◆ Source excerpt
^^^^^^^^^^^^^^^^
Charles Arthur Meade - Analyst
Kaes, I think maybe this question might be for you. I appreciate you gave us a really pretty thorough rundown of your debt paydown options and you gave us a good framework. I'm wondering if you could refresh us a bit with your thinking or your options on the QEP debt, in particular the '22s and '23s, and how that might play into your debt paydown plans.
Matthew Kaes Van’t Hof - President & CFO
Yes. It's certainly a chess piece, Charles. I think QEP has 3 notes outstanding, '22s, '23s and '26s. Those notes probably end up getting tendered for and refinanced in some form or fashion, lower interest rate with longer average maturity, but also putting something on the front end of our debt stack to guarantee further debt paydown.
So it's really dependent upon how many people tender the bonds if and when that begins. I think the FANG 2025 notes is also a chess piece that goes into that. And I think we're pretty close to starting that process with the shareholder vote coming up in March 16. So we wanted to take advantage of these rates with 3 goals: we want to pay down gross debt overall over time at our discretion, we want to lower average interest rate and we want a longer average term to maturity. And I think we're setting ourselves up to accomplish that.
Charles Arthur Meade - Analyst
Got it, Kaes. So if I understand you correctly, it's not committing to one path or another, but really just kind of continuing to pushing optimization and finding -- picking your spot?
Matthew Kaes Van’t Hof - President & CFO
Yes, with the caveat that we do need to work on some restricted covenants and some reporting requirements on the QEP notes because we don't anticipate reporting as 2 separate companies for a long time. So I think Pioneer, Conoco, Chevron have all followed different -- or similar paths in handling the notes of the company they acquired, and we're going to copy one of those paths.
Charles Arthur Meade - Analyst
Got it. That makes sense. And then, Travis, this is perhaps for you. I wonder if you could characterize the assets that you're picking up in Southeast Martin County or towards the -- in the southeast quadrant, that's -- could you characterize how prominently do those factor into your 2021 plans? And to the extent you are going to put some rigs there, when would we expect to see some results from those assets?
Matthew Kaes Van’t Hof - President & CFO
Look, I mean we're going to add one rig net for the Guidon deal, and that rig is going to drill a 10- or 12-well pad here throughout the year, and that pad is going to come on early next year. And then I think -- I can't speak to the QEP development plan, but I think as soon as we can move rigs to that big block in Southeast Martin County, we're going to move 2 or 3 rigs there and be active there for the next 5, 7, 8 years.
Operator
Your next question comes from Jeanine Wai of Barclays.
Jeanine Wai - Research Analyst
You're probably going to kill me, my questions are on the ESG and Net Zero Now initiative. But maybe just 2 quick ones. We know you've made it clear that you're not looking to buy your way out of emissions or anything like that, and the credits are really just a supplement to your good internal efforts. You mentioned you have some contracts in place for CCS, but in terms of the other options, what are the different markets that you're looking at in order to potentially buy offsets? I mean we're thinking it's not California. We know Texas has an exchange market. And are you currently eligible to participate in all of the credit markets?
^^^^^^^^^^^^^^^^
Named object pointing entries

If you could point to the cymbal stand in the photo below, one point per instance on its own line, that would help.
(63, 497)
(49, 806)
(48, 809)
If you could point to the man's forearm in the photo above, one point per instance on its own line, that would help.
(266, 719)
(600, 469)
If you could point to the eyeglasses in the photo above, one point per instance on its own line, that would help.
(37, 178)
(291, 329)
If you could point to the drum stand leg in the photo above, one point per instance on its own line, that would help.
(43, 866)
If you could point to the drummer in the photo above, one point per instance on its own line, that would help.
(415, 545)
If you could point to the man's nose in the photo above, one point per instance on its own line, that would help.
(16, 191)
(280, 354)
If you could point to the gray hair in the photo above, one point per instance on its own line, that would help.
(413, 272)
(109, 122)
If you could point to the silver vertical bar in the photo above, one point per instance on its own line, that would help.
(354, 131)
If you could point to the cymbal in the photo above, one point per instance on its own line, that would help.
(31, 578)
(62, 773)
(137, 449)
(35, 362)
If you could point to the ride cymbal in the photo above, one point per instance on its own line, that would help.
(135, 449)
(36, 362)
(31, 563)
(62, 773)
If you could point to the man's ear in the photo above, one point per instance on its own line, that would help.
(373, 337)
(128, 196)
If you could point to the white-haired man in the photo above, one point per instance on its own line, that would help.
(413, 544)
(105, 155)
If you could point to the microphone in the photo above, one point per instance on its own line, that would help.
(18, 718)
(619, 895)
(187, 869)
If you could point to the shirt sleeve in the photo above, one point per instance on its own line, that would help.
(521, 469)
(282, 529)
^^^^^^^^^^^^^^^^
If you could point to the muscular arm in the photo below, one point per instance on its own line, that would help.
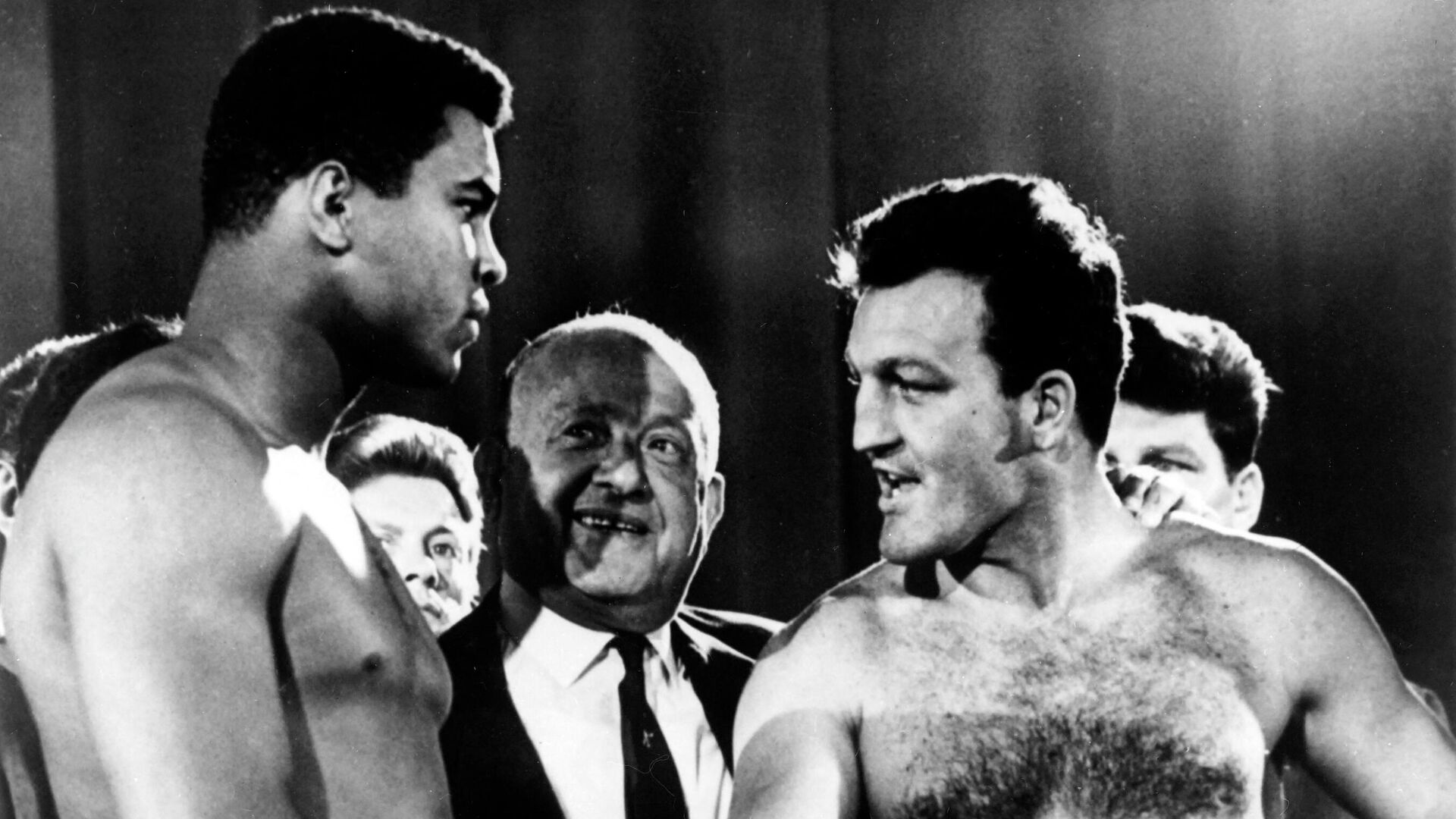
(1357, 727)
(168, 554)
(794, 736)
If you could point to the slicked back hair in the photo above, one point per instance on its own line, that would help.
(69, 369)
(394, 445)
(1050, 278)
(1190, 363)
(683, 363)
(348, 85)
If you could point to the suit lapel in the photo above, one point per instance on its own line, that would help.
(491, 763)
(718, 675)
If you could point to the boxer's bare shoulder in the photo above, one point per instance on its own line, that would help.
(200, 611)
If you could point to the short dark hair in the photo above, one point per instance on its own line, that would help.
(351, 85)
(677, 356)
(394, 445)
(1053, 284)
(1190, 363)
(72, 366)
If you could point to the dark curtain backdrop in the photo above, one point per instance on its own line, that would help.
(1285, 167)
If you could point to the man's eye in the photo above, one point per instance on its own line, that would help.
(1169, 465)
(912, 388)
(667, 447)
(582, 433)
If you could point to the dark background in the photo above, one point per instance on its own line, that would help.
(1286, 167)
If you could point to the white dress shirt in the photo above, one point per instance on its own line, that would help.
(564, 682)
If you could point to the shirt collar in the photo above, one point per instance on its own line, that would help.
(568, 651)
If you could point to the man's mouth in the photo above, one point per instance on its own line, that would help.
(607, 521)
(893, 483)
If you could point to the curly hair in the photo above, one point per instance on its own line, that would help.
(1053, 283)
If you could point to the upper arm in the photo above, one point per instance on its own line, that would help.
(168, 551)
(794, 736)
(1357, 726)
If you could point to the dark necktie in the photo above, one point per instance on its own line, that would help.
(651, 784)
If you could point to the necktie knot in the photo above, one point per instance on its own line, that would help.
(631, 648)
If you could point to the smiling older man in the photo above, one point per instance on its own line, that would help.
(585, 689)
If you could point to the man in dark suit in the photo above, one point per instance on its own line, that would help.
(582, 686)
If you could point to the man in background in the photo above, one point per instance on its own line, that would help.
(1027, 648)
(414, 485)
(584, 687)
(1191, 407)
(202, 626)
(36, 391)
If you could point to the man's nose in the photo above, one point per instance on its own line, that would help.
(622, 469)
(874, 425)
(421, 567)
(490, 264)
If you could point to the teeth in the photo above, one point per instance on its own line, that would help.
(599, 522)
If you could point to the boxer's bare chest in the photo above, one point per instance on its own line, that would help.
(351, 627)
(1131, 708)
^^^^^^^^^^^^^^^^
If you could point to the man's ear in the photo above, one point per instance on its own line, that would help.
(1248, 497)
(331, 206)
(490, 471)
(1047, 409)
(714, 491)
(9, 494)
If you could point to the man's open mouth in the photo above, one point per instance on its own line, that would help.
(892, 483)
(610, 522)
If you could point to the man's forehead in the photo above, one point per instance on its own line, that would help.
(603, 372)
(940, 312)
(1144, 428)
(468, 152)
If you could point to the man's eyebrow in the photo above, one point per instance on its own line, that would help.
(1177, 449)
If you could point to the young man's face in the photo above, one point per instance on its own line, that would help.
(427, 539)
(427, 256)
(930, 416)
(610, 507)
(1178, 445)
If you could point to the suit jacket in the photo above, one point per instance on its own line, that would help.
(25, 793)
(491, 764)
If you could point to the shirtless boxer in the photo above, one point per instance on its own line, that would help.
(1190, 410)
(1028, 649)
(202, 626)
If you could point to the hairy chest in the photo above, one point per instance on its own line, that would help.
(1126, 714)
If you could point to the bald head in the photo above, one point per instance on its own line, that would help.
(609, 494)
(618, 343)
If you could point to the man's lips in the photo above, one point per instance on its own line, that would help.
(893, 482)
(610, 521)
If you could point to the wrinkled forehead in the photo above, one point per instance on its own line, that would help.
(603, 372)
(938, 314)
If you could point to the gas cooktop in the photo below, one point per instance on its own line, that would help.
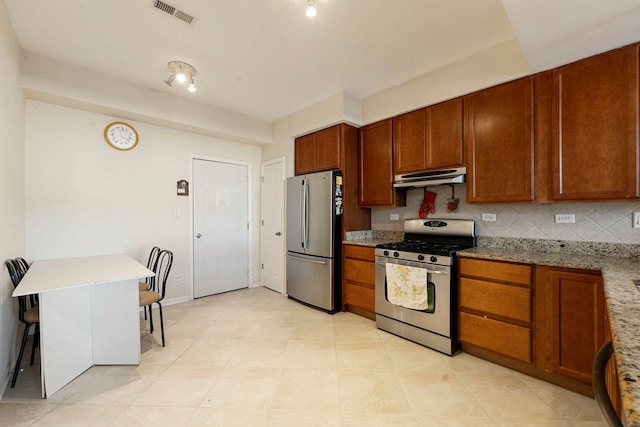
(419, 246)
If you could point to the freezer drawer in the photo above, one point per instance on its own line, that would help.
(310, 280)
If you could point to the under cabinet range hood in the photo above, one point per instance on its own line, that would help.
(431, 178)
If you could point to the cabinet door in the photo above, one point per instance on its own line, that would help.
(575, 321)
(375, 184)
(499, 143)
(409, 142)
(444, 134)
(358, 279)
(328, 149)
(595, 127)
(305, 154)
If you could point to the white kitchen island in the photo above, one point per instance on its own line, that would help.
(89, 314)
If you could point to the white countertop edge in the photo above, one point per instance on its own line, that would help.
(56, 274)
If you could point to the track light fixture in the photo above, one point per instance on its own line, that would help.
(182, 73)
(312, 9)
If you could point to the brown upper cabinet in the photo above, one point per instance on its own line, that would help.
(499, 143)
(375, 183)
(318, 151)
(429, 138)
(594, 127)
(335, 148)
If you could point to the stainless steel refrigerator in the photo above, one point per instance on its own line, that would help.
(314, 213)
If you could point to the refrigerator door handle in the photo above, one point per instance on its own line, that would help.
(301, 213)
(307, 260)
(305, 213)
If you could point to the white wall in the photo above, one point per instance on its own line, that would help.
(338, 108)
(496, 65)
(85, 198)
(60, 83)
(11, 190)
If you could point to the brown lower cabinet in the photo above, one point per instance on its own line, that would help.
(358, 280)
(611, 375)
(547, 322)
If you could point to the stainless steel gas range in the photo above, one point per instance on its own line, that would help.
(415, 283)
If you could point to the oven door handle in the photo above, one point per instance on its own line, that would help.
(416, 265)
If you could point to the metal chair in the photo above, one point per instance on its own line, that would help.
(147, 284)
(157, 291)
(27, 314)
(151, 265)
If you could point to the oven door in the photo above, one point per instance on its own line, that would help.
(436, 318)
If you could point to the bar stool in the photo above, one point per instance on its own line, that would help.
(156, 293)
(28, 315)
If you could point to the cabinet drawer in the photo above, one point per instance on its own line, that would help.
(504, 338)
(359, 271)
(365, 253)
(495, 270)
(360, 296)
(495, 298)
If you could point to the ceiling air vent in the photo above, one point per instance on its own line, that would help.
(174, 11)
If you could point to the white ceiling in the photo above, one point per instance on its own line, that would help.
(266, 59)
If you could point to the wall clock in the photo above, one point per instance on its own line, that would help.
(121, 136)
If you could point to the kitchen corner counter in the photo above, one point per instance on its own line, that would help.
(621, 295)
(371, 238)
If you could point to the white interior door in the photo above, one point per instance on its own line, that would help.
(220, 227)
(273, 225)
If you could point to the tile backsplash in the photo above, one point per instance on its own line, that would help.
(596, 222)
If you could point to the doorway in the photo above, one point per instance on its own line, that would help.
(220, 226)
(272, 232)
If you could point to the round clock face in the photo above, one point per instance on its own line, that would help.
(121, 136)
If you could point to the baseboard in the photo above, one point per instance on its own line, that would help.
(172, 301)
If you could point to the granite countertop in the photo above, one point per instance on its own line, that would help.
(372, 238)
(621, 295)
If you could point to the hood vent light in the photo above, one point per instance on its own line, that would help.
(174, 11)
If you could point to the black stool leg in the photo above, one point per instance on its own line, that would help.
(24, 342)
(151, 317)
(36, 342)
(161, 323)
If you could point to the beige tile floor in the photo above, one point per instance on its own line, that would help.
^^^^^^^^^^^^^^^^
List the three goals the President & CFO gives in the call transcript for taking advantage of current rates.

- Pay down gross debt overall over time at the company's discretion
- Lower the average interest rate
- Achieve a longer average term to maturity